**EXERCISE OBJECTIVE:** Nothing but the lines from the first line of the entries through the line with "like [(132, 38)]" should appear in the answer, transcribed exactly and free of pictures.

(Natural-language object grounding data)
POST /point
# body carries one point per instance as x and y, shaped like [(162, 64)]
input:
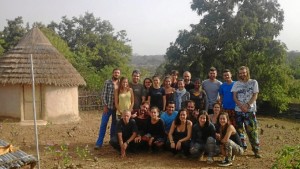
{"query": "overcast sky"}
[(150, 24)]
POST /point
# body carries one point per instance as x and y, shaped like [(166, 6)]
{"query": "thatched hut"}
[(56, 82)]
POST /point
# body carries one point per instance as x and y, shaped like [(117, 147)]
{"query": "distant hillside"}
[(147, 62)]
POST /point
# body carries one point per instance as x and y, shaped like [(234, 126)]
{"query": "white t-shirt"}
[(244, 92)]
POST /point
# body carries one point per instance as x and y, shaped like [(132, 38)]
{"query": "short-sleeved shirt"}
[(189, 86), (168, 119), (225, 91), (127, 129), (139, 92), (244, 92), (157, 97), (212, 91)]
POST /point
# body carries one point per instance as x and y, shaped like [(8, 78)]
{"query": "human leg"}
[(113, 123), (102, 130), (210, 146), (240, 119), (252, 132)]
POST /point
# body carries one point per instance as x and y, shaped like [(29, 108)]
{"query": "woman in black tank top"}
[(231, 144), (180, 133)]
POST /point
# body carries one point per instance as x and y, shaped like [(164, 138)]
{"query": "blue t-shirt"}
[(168, 119), (225, 92)]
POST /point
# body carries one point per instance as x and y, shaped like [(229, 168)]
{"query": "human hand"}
[(178, 145), (105, 109), (172, 145), (138, 139)]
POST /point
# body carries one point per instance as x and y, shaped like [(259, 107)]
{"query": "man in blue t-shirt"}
[(226, 96), (169, 116)]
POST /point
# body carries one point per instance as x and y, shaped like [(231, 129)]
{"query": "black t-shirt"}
[(141, 125), (157, 97), (126, 129), (189, 86), (156, 130), (200, 134)]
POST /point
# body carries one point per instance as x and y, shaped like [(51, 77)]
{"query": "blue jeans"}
[(103, 126)]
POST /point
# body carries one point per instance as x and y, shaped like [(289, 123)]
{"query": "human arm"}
[(230, 130), (164, 103), (123, 147), (170, 134), (205, 101), (188, 137), (131, 100), (116, 98), (104, 98), (243, 107)]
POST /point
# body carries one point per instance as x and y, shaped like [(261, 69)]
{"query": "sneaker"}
[(232, 157), (210, 160), (225, 163), (257, 155), (201, 157), (97, 147)]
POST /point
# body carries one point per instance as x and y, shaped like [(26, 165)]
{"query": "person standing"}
[(174, 76), (198, 95), (181, 96), (126, 132), (245, 92), (124, 97), (138, 90), (230, 141), (107, 97), (180, 133), (169, 91), (226, 96), (211, 87), (157, 94), (188, 84), (169, 116), (203, 137), (147, 83)]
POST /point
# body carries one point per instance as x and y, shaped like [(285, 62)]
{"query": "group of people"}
[(189, 118)]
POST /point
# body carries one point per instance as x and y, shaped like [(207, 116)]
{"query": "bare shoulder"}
[(189, 123)]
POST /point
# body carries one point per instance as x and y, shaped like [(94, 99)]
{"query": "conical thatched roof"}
[(50, 67)]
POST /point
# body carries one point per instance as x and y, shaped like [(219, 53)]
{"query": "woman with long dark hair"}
[(124, 97), (203, 137), (231, 144), (180, 133)]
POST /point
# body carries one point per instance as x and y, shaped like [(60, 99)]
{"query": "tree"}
[(293, 60), (93, 39), (233, 33)]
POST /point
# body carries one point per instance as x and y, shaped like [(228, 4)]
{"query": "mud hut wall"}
[(61, 104), (11, 99)]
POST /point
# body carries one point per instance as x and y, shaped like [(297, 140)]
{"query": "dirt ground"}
[(71, 146)]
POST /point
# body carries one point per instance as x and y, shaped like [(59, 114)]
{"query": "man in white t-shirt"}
[(211, 87), (245, 93)]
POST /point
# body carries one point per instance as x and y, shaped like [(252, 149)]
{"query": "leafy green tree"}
[(293, 60), (235, 33), (95, 44)]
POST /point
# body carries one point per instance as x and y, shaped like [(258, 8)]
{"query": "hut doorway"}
[(28, 103)]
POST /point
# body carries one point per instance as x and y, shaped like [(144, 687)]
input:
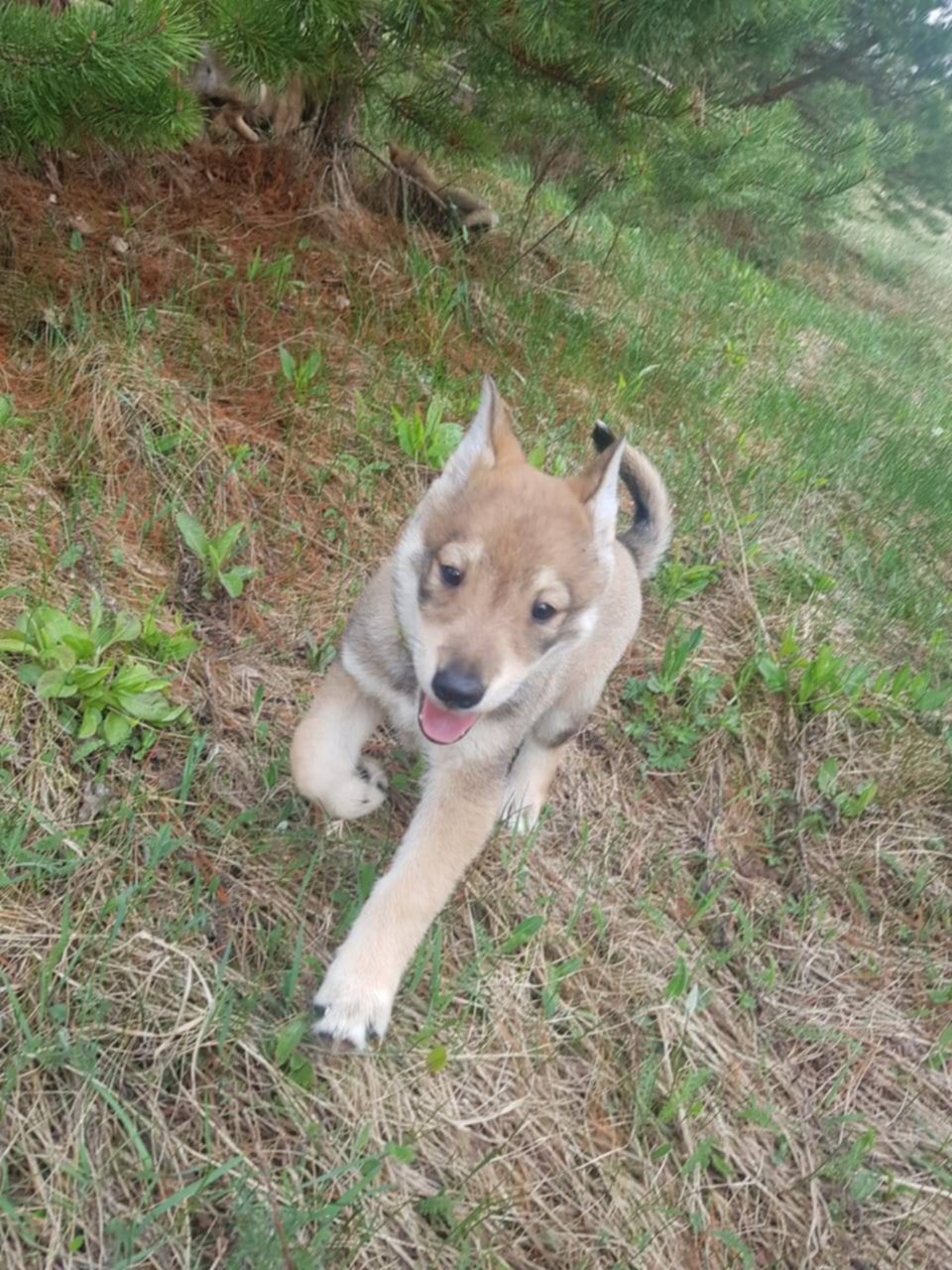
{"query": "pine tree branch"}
[(832, 67)]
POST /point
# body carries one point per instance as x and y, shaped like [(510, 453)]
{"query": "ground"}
[(702, 1016)]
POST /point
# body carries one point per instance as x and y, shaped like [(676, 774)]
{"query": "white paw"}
[(350, 1011), (358, 793)]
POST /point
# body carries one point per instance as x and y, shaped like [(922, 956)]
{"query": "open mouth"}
[(443, 726)]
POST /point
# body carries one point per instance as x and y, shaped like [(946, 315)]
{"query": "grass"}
[(701, 1017)]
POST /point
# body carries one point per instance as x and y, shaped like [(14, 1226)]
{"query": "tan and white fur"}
[(485, 639)]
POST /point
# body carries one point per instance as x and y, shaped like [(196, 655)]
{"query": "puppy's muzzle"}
[(458, 688)]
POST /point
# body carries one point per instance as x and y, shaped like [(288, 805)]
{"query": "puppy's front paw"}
[(349, 1010), (358, 793)]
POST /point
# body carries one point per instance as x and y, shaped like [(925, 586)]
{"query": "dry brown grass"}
[(146, 935)]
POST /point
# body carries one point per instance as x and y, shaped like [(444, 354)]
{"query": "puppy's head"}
[(500, 567)]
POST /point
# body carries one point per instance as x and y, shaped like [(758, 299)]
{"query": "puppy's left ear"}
[(489, 441), (597, 488)]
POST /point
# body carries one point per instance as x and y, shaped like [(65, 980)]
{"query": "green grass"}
[(701, 1015)]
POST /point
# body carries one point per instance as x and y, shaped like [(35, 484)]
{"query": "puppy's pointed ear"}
[(597, 488), (489, 441)]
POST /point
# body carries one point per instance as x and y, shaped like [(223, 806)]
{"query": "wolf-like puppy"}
[(486, 639)]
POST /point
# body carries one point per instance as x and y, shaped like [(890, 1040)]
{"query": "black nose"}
[(457, 688)]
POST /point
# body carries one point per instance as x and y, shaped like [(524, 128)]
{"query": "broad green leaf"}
[(193, 534), (234, 579), (117, 729), (678, 983), (91, 717), (737, 1245), (82, 645), (287, 363), (289, 1039), (56, 684), (522, 934), (225, 544)]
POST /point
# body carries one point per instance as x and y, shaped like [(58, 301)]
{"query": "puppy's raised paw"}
[(352, 1015), (358, 793)]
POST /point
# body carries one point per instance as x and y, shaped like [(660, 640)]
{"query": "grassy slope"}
[(702, 1017)]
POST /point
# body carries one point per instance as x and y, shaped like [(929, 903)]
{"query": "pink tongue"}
[(442, 725)]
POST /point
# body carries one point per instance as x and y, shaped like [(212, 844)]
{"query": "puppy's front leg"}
[(454, 818), (325, 753)]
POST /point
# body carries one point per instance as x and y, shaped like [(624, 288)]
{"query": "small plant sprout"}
[(103, 695), (303, 376), (216, 554), (426, 439)]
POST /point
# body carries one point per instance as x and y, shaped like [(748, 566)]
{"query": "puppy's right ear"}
[(489, 441)]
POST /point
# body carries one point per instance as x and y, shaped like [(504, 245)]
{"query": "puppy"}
[(485, 639)]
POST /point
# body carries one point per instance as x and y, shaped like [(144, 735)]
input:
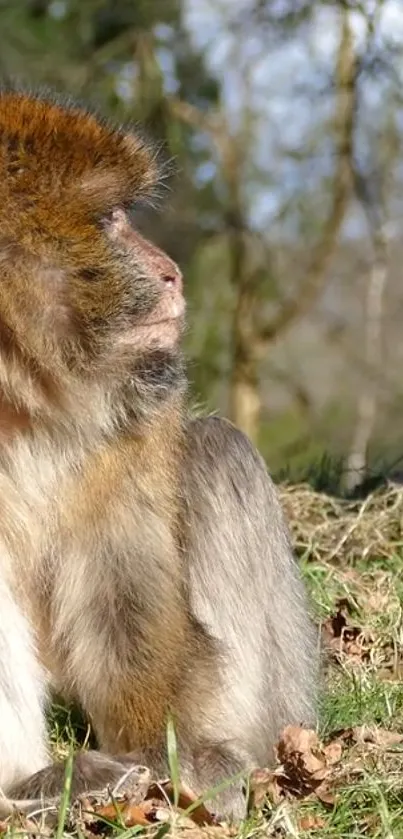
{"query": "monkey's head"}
[(86, 303)]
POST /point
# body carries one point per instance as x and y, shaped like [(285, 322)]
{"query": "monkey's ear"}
[(133, 178)]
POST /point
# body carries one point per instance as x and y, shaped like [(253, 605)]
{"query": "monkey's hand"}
[(92, 772)]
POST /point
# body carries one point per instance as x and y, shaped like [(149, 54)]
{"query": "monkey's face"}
[(81, 290)]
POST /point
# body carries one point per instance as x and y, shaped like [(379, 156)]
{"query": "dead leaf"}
[(200, 815), (341, 638), (263, 784), (311, 822), (378, 736)]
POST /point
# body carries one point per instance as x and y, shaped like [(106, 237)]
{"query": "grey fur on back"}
[(245, 587)]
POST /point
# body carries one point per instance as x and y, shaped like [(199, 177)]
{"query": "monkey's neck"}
[(13, 420)]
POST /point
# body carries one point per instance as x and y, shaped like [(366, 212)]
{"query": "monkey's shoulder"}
[(222, 450)]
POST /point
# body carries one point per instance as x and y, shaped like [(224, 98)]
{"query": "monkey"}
[(146, 568)]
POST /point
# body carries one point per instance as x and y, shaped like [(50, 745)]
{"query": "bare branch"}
[(311, 287)]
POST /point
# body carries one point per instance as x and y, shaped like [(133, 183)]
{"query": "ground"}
[(346, 779)]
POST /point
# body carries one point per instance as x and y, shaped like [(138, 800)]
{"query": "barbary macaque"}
[(145, 566)]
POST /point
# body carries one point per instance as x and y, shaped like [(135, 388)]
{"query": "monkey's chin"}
[(163, 334)]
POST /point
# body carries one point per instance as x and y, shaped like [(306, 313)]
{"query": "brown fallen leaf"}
[(130, 815), (311, 822), (382, 737), (263, 784), (341, 638), (163, 790), (307, 766)]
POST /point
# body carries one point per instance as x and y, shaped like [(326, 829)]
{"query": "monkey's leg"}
[(22, 695), (245, 588)]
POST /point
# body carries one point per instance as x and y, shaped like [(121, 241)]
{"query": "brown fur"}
[(145, 562)]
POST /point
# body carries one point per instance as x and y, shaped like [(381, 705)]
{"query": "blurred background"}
[(284, 206)]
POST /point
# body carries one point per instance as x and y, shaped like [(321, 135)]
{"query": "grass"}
[(351, 560)]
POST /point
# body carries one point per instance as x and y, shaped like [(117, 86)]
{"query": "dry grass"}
[(351, 557), (333, 529)]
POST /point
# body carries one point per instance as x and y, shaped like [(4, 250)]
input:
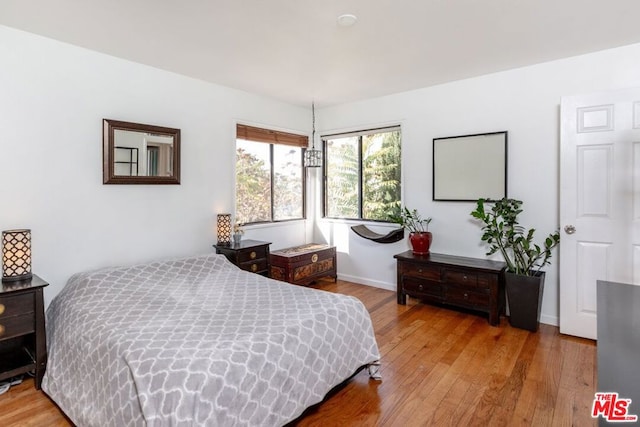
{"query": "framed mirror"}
[(135, 153), (470, 167)]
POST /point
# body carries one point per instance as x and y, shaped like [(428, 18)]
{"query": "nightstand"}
[(23, 345), (249, 255)]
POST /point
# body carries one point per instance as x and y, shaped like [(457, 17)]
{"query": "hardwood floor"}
[(439, 367)]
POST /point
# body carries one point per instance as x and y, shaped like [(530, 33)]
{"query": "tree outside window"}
[(362, 172), (269, 181)]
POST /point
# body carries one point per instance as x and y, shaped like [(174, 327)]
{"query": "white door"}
[(599, 201)]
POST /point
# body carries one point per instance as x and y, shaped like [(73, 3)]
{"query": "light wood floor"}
[(439, 367)]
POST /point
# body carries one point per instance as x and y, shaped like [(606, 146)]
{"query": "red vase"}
[(420, 242)]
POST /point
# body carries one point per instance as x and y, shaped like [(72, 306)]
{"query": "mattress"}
[(197, 341)]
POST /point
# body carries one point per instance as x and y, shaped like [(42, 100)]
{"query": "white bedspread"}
[(199, 342)]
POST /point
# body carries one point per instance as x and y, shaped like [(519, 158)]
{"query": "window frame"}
[(272, 137), (359, 134)]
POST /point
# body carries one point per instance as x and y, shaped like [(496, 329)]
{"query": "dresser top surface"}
[(21, 285), (451, 260), (301, 250)]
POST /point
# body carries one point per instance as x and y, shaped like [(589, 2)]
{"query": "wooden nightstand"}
[(23, 345), (249, 255)]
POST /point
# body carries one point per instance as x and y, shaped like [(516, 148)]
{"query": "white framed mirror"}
[(470, 167)]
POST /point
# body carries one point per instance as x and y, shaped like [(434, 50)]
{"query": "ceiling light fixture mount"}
[(347, 20), (313, 157)]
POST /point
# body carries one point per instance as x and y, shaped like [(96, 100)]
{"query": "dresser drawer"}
[(16, 304), (423, 271), (417, 287), (252, 254), (17, 325), (254, 266), (466, 297)]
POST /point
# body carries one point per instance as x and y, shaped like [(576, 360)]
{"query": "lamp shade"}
[(312, 158), (16, 255), (224, 229)]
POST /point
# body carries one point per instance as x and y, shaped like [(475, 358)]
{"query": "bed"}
[(197, 341)]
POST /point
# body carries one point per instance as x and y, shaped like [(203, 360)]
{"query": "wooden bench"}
[(302, 265)]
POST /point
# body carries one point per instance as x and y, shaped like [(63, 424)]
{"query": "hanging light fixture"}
[(313, 157)]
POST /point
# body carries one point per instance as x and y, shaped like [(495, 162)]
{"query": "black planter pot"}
[(524, 294)]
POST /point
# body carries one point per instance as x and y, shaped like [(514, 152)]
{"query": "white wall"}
[(525, 102), (53, 97)]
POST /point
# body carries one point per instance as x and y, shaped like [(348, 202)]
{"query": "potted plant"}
[(419, 235), (524, 279)]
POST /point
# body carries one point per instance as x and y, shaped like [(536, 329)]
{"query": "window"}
[(362, 174), (269, 175)]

**RESPONSE TO THE TASK:**
POST /point
# body carries one point per instance as x and y, shaped like [(162, 64)]
input:
{"query": "overcast sky"}
[(150, 24)]
POST /point
# body carries one point per instance as x and y, shaped like [(166, 6)]
{"query": "thatched hut"}
[(56, 82)]
POST /point
# body carries one point per instance as x and y, shaped like [(117, 147)]
{"query": "distant hillside"}
[(147, 62)]
POST /point
# body carries one point per instance as x and y, shaped like [(234, 126)]
{"query": "white t-shirt"}
[(244, 92)]
POST /point
# body carries one point per instance as x and y, shaped like [(132, 38)]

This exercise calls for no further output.